PROBLEM DETAILS - In the lines below, swap "one pin" for "a single pin" everywhere it occurs and leave everything else unchanged.

Data extracted from a collection -
┏━━
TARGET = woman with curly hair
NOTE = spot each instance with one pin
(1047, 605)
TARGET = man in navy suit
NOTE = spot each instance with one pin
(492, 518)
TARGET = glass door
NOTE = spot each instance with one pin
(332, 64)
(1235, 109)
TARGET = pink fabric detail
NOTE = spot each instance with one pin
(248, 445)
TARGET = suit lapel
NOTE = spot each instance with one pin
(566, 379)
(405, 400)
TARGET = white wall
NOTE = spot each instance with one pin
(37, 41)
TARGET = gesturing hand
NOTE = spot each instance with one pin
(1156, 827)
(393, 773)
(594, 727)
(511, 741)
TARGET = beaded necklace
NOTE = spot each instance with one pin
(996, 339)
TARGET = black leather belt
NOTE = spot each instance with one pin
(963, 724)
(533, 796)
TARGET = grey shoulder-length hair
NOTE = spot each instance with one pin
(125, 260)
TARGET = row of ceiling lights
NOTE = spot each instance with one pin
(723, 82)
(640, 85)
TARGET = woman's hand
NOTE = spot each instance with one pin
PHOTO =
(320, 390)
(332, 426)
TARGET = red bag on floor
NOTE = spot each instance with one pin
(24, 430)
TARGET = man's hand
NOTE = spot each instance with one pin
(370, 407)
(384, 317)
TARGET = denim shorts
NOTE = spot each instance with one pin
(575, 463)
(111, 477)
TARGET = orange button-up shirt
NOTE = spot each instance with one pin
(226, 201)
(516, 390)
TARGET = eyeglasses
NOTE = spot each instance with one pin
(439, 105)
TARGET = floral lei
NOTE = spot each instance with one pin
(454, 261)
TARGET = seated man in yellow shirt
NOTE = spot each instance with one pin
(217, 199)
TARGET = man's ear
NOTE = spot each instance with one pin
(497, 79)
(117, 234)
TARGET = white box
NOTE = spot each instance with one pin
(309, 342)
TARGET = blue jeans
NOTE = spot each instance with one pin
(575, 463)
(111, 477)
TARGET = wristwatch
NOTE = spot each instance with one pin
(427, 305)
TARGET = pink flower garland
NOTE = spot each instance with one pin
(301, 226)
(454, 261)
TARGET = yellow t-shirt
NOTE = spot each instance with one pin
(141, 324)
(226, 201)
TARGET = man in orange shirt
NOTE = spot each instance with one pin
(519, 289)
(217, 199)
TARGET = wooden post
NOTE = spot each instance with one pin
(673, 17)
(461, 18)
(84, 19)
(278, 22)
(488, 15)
┗━━
EXPECTED OUTPUT -
TARGET = woman with curly hair
NOTE = spot each instance with a single pin
(1047, 605)
TARGET = man in navy suit
NOTE = spot each instance with a single pin
(492, 518)
TARGET = glass door
NOTE = spot each instance with a single pin
(332, 64)
(1235, 109)
TARGET = pink fabric detail
NOTE = spot each instance with a single pin
(248, 445)
TARGET = suit lapel
NOTE = spot each instance with a single pin
(566, 379)
(405, 400)
TARGET = white wall
NOTE = spot each instance with a single pin
(37, 41)
TARGET = gesturing hand
NOTE = spot each instance with a single pin
(1156, 827)
(393, 773)
(594, 727)
(511, 741)
TARGET = beaded necklace
NOTE = spot each instance with a single pin
(996, 339)
TARGET = black leather belt
NOTE = spot each instance with a single pin
(963, 724)
(533, 796)
TARGET = grey shoulder-length hair
NOTE = spot each instance with a single pin
(125, 260)
TARGET = row of ceiling lights
NOTE = spot each instance with a single pin
(723, 82)
(640, 85)
TARGET = woman's hand
NOTE = spot each instance with a single pin
PHOTO =
(320, 390)
(332, 426)
TARGET = red bag on floor
NOTE = spot each instance with a single pin
(24, 430)
TARGET = man's hand
NOTE = spot each instance with a single pin
(370, 407)
(384, 317)
TARGET = denim shorts
NOTE = spot each instance with a single pin
(575, 463)
(111, 477)
TARGET = orange button-up shirt
NOTE = spot each instance with a single pin
(226, 201)
(516, 390)
TARGET = eyeglasses
NOTE = spot each instance with a single pin
(439, 105)
TARGET = floral lei
NOTE = spot each instance with a single pin
(454, 261)
TARGET = seated man in yellow shirt
NOTE = spot each instance with a single pin
(217, 199)
TARGET = man's ear
NOTE = spot each instance with a single pin
(497, 79)
(117, 234)
TARGET = white box
NOTE = spot each instance with a single pin
(309, 342)
TARGET = blue jeans
NOTE = spot each instance with a single pin
(575, 463)
(111, 477)
TARGET = wristwatch
NOTE = spot each instance with a single pin
(427, 305)
TARGET = pink flower garland
NOTE = spot each instance with a single pin
(301, 226)
(454, 261)
TARGET = yellow t-shirt
NOTE = spot each instance with a single pin
(141, 324)
(226, 201)
TARGET = man in orange shirt
NOTE = spot each instance with a single pin
(519, 289)
(217, 199)
TARGET = wooden post
NOTE = spot each instance with a single pin
(673, 17)
(461, 18)
(84, 19)
(278, 22)
(488, 15)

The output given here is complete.